> _Work instructions_:
1. In the snowbound SUV essay, why does the narrator treat himself as the standard for judging who is a dork? Answer in one to three sentences.
2. Please repeat the snowbound SUV essay word for word from "They were, though, I’ll" to "of ninjas’ nunchackus.".
3. Carry on writing the snowbound SUV essay, beginning right after its final sentence.

This strip was running through my head the other morning when
I stood at my living room window—a little listless myself—watching
some dorks shovel themselves out of a snow bank.
Now, by “dorks” what I mean are people clearly less cool than
I. I am, of course, the standard of measurement: I’m informed,
with it, in the know, media savvy, etc. I’ve been around the
culture block, you know? I’m a now kind of guy. So, why shouldn’t
I be the yardstick? (This is a bit like the old Carlin routine
about any driver slower than you being an asshole, and any
faster a maniac.) And these poor slobs, who were busily swarming
over their plowed-in SUV like little winterized tick birds
on a hippo, were clearly less cool than I.
They were, though, I’ll admit, better prepared than Shackleton’s
expedition. They were brightly Gore-Tex’d to a zealous extent,
and with their no-foolin’-around boots (advanced Sorel prototypes,
I’d guess, purchased on some sort of dork black market) they
looked like a strange strain of sub-zero neon Clydesdales.
And, man, the tools and gadgets and knick-knacks they had
at hand to combat the snow: Swiss Army window scrapers on
telescoping poles; no-scratch, chamois-soft snow brooms for
painted areas; heated fold-out chain panels for better traction;
Spring Fresh-scent spray de-icer—all deployed with the artful
confidence of ninjas’ nunchackus.
Took ’em all of 8 minutes to extract a 7-ton vehicle from
an intimidating mountain of snow, and off they went, all smiles,
a happy team—of dorks.
I mean, can you picture them, cozying up by the fire dog-earring
the pages of Preparedness Magazine or Tidy Living
Journal or Fastidious Monthly, covetously oohing
and ahhing over the scientifically advanced, upscale equivalents
of items as indispensable as the pocket protector? High-performance
pillow cases, say, or glove-compartment storage “solutions.”

> _Excerpted data_:
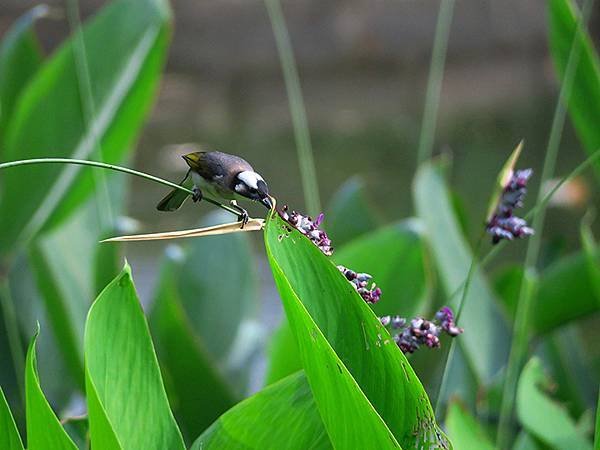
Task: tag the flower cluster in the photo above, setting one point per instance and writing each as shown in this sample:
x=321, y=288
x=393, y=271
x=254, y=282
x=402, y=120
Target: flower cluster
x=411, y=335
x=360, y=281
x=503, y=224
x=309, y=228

==

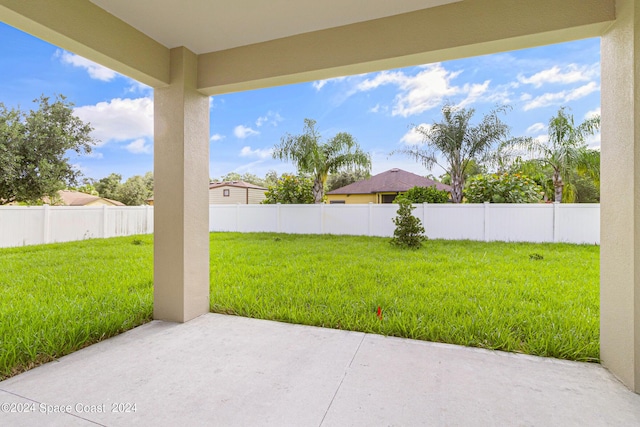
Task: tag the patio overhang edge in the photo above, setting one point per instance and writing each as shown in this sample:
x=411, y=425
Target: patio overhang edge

---

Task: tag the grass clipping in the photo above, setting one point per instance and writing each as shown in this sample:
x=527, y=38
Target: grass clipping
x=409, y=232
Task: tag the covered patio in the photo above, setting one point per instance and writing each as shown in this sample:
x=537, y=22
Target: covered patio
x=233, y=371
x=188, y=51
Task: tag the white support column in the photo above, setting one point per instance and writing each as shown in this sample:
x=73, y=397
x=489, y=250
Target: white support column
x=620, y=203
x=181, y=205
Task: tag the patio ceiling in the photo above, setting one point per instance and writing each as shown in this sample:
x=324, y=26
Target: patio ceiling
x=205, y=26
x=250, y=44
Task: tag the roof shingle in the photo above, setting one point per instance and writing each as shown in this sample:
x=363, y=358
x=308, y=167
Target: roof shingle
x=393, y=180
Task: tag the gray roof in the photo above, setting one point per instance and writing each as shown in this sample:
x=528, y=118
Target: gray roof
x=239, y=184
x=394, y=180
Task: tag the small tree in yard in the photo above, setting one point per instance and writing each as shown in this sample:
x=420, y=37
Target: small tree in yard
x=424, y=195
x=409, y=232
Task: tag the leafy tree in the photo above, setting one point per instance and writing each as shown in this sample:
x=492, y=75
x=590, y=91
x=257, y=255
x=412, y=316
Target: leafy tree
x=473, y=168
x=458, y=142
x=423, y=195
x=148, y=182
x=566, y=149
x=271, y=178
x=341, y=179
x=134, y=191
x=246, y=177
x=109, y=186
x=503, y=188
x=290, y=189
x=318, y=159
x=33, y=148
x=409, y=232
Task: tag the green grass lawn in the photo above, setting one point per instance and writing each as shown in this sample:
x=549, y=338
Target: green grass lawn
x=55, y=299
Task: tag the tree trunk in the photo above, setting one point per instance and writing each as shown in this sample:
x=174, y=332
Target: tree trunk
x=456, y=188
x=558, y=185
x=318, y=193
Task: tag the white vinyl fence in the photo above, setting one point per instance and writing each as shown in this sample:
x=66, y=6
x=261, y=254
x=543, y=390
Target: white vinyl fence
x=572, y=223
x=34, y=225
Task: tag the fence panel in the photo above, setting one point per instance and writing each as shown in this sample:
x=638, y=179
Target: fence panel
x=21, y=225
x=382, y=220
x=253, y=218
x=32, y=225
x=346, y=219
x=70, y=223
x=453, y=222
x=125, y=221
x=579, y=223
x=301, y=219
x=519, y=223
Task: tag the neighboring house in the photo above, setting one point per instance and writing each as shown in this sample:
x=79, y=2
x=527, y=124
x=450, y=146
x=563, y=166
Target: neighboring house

> _Responses_:
1. He sees himself as informed, with it, in the know, and media savvy, someone who has been around the culture block and is "a now kind of guy." So he judges anyone less cool than he is to be a dork.

2.
They were, though, I’ll admit, better prepared than Shackleton’s
expedition. They were brightly Gore-Tex’d to a zealous extent,
and with their no-foolin’-around boots (advanced Sorel prototypes,
I’d guess, purchased on some sort of dork black market) they
looked like a strange strain of sub-zero neon Clydesdales.
And, man, the tools and gadgets and knick-knacks they had
at hand to combat the snow: Swiss Army window scrapers on
telescoping poles; no-scratch, chamois-soft snow brooms for
painted areas; heated fold-out chain panels for better traction;
Spring Fresh-scent spray de-icer—all deployed with the artful
confidence of ninjas’ nunchackus.

3.
Uncool.
A couple of hot beverages later, I was ready to get my own
day started, and pulled on my warmest jacket and headed out
to my car. My warmest jacket, as it happens, is a thermally
lined leather racing jacket; it’s styled to look older than
it is—to the extent that it’s got scuff marks in places I’ve
never once scuffed, and some silver (sorry, “chrome”) streaks
placed strategically to suggest, I guess, that I had to “lay
it down at 60,” or something, taking out a guard rail in the
process. It’s a Steve McQueen jacket. If we’ve not met and
you hadn’t already guessed, I admit, I’m not a Steve McQueen
guy. (Steve McQueen would not likely have started this column
with a Calvin and Hobbes citation, for example.)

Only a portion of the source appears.